━━━ Information provided

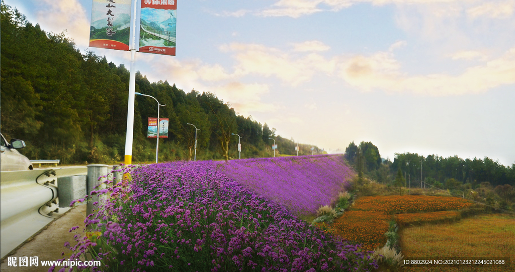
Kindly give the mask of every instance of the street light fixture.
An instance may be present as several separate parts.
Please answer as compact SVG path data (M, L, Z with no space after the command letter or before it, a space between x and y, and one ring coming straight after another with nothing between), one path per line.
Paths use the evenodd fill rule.
M156 102L158 102L158 137L157 137L158 140L157 140L157 142L156 144L156 163L157 164L158 163L158 154L159 153L159 107L161 106L166 106L166 105L161 105L161 103L159 103L159 101L158 101L158 100L156 99L155 97L153 97L152 96L149 96L149 95L144 95L144 94L141 94L140 93L134 93L134 94L135 95L136 95L143 96L148 96L148 97L151 97L151 98L153 98L154 100L156 100Z
M271 138L269 138L268 139L270 139L271 140L273 140L273 148L272 148L272 149L273 150L273 157L275 158L276 157L276 139L272 139Z
M239 159L242 159L242 137L239 136L238 134L234 133L231 133L231 135L236 135L238 136L239 139L238 140L238 152L239 152Z
M195 127L195 158L193 159L193 161L197 161L197 131L200 130L200 129L197 129L196 126L193 124L190 124L188 123L186 124L191 124Z

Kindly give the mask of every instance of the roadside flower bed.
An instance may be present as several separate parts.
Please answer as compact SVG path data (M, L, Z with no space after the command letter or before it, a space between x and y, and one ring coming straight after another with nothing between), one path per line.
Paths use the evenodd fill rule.
M132 170L130 182L95 192L112 196L85 221L102 235L77 235L71 258L91 253L102 263L93 271L377 268L359 246L309 226L219 170L211 161L152 165Z
M218 162L228 176L297 215L313 214L347 190L353 174L340 155L232 160ZM346 188L347 187L347 188Z
M461 210L472 205L468 200L452 196L376 195L359 198L352 209L392 214Z

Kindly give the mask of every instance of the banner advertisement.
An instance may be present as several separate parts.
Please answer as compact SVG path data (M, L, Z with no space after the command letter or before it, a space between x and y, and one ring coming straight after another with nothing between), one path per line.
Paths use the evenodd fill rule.
M168 118L159 118L159 138L168 138Z
M175 56L176 0L142 0L140 52Z
M168 138L168 118L159 118L159 138ZM147 138L157 138L158 118L148 118Z
M147 131L147 138L158 137L158 118L148 117L148 129Z
M129 50L131 0L93 0L90 46Z

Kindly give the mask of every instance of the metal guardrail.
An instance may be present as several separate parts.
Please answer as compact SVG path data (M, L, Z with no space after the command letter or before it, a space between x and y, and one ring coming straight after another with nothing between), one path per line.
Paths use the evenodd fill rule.
M57 167L57 164L61 161L60 159L31 159L30 163L33 165L39 165L39 167L41 168L41 164L55 164L56 167Z
M70 209L59 207L58 177L87 173L85 166L0 172L0 258Z

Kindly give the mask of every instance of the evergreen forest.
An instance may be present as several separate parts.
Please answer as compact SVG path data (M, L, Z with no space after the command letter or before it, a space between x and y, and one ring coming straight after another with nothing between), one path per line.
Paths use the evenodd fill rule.
M30 159L61 160L64 165L124 160L129 71L91 51L81 53L64 33L45 32L15 9L2 3L2 134L24 140L20 151ZM293 139L251 116L238 115L213 94L186 93L175 84L151 83L136 74L135 91L166 106L168 138L159 142L159 160L230 159L296 154ZM147 138L149 117L157 117L155 100L136 96L133 161L155 159L156 138ZM311 154L299 144L299 155ZM314 154L320 150L315 148Z

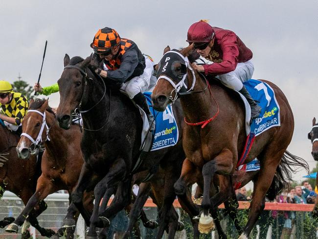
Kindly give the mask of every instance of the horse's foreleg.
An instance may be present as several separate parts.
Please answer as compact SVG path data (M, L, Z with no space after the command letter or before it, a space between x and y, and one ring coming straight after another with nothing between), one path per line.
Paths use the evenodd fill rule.
M110 169L110 171L114 170L114 167L112 167ZM97 226L97 224L98 221L98 211L99 209L99 205L100 202L102 200L102 198L104 194L106 194L107 191L107 186L109 182L109 178L107 176L105 176L103 179L100 181L96 185L95 188L94 189L94 195L95 196L95 203L94 203L94 208L93 209L93 212L91 214L91 217L90 221L91 224L90 224L90 229L87 234L88 236L91 237L92 238L93 237L97 236L97 233L96 233L96 227ZM111 192L113 192L114 190L114 189L115 189L115 186L113 186L111 188L111 192L108 192L108 194L110 194ZM108 199L106 199L108 201ZM107 205L107 204L106 204ZM105 227L109 226L109 225L103 225L103 227Z
M182 165L180 177L174 185L175 191L178 197L180 195L185 195L187 187L196 182L197 174L197 167L186 158Z
M248 223L244 229L243 233L239 238L239 239L248 238L253 227L264 210L265 207L265 204L263 203L264 198L273 181L278 162L279 162L278 159L281 158L283 154L277 153L275 157L271 157L270 160L268 162L266 161L263 162L261 165L258 178L254 185L253 200L250 203ZM265 164L266 167L264 166Z
M55 186L52 183L52 182L50 180L50 179L42 175L38 180L36 192L29 199L25 207L18 217L12 223L8 226L7 229L5 230L6 231L8 232L18 232L18 226L21 226L23 224L26 217L28 216L31 211L33 210L33 209L37 204L46 197L49 194L52 193L56 191L57 189ZM44 202L43 202L43 203L45 204ZM41 203L39 205L39 206L40 207L43 206L43 205L42 205ZM46 233L48 232L47 232L45 229L38 226L38 222L37 220L36 220L36 216L46 209L46 207L45 206L43 206L44 209L44 210L42 211L40 210L39 213L37 213L36 212L34 212L34 214L30 215L30 217L29 220L31 225L33 224L32 226L38 228L41 235L43 234L43 236L46 236ZM44 230L42 230L42 229ZM52 232L49 232L49 234L52 233Z
M148 197L149 191L151 189L150 183L142 183L140 184L138 191L138 195L136 198L133 207L129 213L129 224L128 227L125 232L123 238L129 238L133 231L134 225L140 215L143 205L145 205ZM143 222L144 225L148 222Z
M181 225L178 222L179 216L172 206L173 201L176 199L173 183L175 182L178 176L176 175L174 169L173 167L171 167L165 170L164 193L163 203L160 208L159 214L159 228L156 237L157 239L162 238L164 229L167 226L169 227L169 238L174 238L179 225L182 227L183 226L183 224ZM185 189L184 194L186 196L186 187ZM158 200L159 200L159 198L158 198Z
M116 200L112 201L106 210L100 214L100 219L108 222L108 218L113 218L116 214L122 210L130 202L131 192L131 177L126 177L127 168L125 161L122 158L117 159L113 164L112 169L103 180L108 187L118 186L116 192Z
M99 209L98 209L99 213L101 213L106 210L109 199L111 198L112 195L114 195L116 193L116 187L112 187L107 189L106 192L105 193L105 194L104 194L104 196L103 197L102 203L101 203Z
M198 221L193 217L199 215L199 208L192 201L191 188L188 187L187 189L186 197L182 199L178 196L178 199L182 208L189 215L193 228L194 239L198 239L200 237L198 230Z
M71 195L72 202L79 211L87 225L90 225L91 214L84 207L83 194L89 186L94 185L98 179L97 175L94 173L93 170L86 163L84 162L82 167L77 185Z

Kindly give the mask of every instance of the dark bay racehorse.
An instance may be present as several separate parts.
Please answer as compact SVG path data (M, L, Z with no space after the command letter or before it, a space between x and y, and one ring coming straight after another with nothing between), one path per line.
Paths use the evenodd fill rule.
M36 181L40 176L40 168L37 168L36 158L31 157L29 160L19 159L16 146L20 140L19 136L0 125L0 154L4 162L0 167L0 198L6 190L8 190L21 198L24 205L35 191ZM31 224L43 236L50 237L55 232L45 229L39 225L37 216L46 209L46 204L43 202L32 210L28 218ZM0 227L3 228L14 220L11 217L0 221ZM23 238L29 238L29 234L23 232ZM24 235L25 234L25 235ZM24 238L25 237L25 238Z
M204 226L211 222L209 210L213 209L234 193L232 177L238 158L243 152L246 139L245 110L239 96L216 80L207 81L190 68L185 57L192 53L192 46L181 51L173 50L161 59L157 85L152 100L157 110L163 110L167 104L179 96L180 89L188 94L181 97L181 103L188 122L183 131L183 148L187 158L183 162L181 176L175 185L178 194L184 193L187 185L198 181L204 190L200 221ZM261 170L254 185L249 219L240 239L247 238L264 209L264 198L273 178L273 190L281 189L291 179L292 165L307 170L308 164L302 159L286 151L294 131L294 117L286 97L272 83L264 80L273 89L280 106L281 126L273 127L256 137L246 162L257 157ZM191 94L190 92L196 94ZM215 191L211 183L219 174L219 191ZM274 175L275 177L274 177ZM199 225L200 226L200 225Z
M314 159L318 161L318 123L316 123L316 118L313 119L313 126L311 130L308 133L308 139L311 141L313 148L311 154ZM318 188L318 173L316 179L316 187ZM313 211L313 216L318 218L318 197L316 197L315 207Z
M23 159L30 157L30 149L36 144L33 142L36 142L37 139L42 139L39 143L44 143L45 149L41 163L42 173L38 179L36 191L19 216L7 228L6 231L10 232L17 232L18 226L22 225L32 209L48 194L62 190L67 190L70 194L77 183L84 162L80 153L82 134L79 127L72 125L68 131L60 128L56 123L55 114L48 106L47 100L31 100L22 122L22 128L23 133L17 146L20 157ZM84 203L86 208L91 212L93 197L92 192L89 192L86 195ZM64 221L67 225L64 226L75 225L78 215L76 207L71 204ZM72 220L75 221L73 223ZM71 228L75 229L75 227ZM60 236L63 234L61 230L58 233ZM68 230L67 238L73 238L73 233L74 230Z
M140 154L142 121L140 113L128 97L105 85L102 79L90 71L88 66L91 60L91 57L83 61L79 57L70 60L66 55L65 68L58 81L61 97L56 117L60 126L68 129L75 109L82 113L84 130L81 143L85 163L72 200L87 223L90 223L90 214L83 208L81 199L87 188L94 187L95 207L88 238L96 238L93 229L96 226L103 226L96 213L106 189L117 187L112 203L100 214L106 224L108 218L113 218L130 202L131 172ZM174 115L180 125L182 117L178 112L181 111L176 109ZM164 198L160 214L162 223L159 226L163 229L159 230L158 238L163 233L166 216L176 197L173 184L179 174L171 166L179 162L180 167L181 161L178 161L184 157L179 142L173 147L150 152L138 169L155 172L160 164L166 171L166 183L161 189Z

━━━━━━

Exercise aim: Rewrite the entries starting at the line containing "Kindly give the mask of every instance of the horse's" and ending at the line containing "M248 223L244 229L243", replacing "foreleg" with "hind leg" and leaving everything else unchanged.

Task result:
Kindly give the mask of every instance of the horse's hind leg.
An instance may be present as several separate parts.
Please answer as compact SVG path data (M, L, Z with no space after the command letter or before it, a space between x and y, and one ring coming straight after another with nothing between), one path per line.
Paths use the evenodd fill rule.
M110 169L110 171L114 170L114 167L112 167ZM97 226L97 224L98 221L98 211L99 209L99 205L100 202L102 200L102 198L104 194L106 194L107 191L107 186L109 182L109 178L107 176L105 176L103 179L100 181L96 185L95 188L94 189L94 195L95 196L95 203L94 203L94 208L93 209L93 212L91 214L91 217L90 221L91 224L90 224L90 229L87 234L88 236L91 237L92 238L93 237L97 236L97 233L96 233L96 227ZM111 192L113 192L114 190L114 189L115 189L115 186L113 186L111 188L111 192L108 192L108 194L110 194ZM108 199L106 199L108 201ZM107 205L107 204L106 204ZM105 227L109 226L109 225L103 225L103 227Z
M182 165L180 177L174 185L175 191L178 197L180 195L185 195L187 187L196 182L197 174L197 167L186 158Z
M248 223L244 229L243 233L239 238L239 239L248 238L253 227L264 210L265 207L265 204L263 203L264 198L273 181L278 162L279 162L278 159L281 158L283 154L277 153L275 157L271 157L270 160L268 162L266 161L263 162L261 165L258 178L254 185L253 200L250 203ZM265 164L266 167L264 166Z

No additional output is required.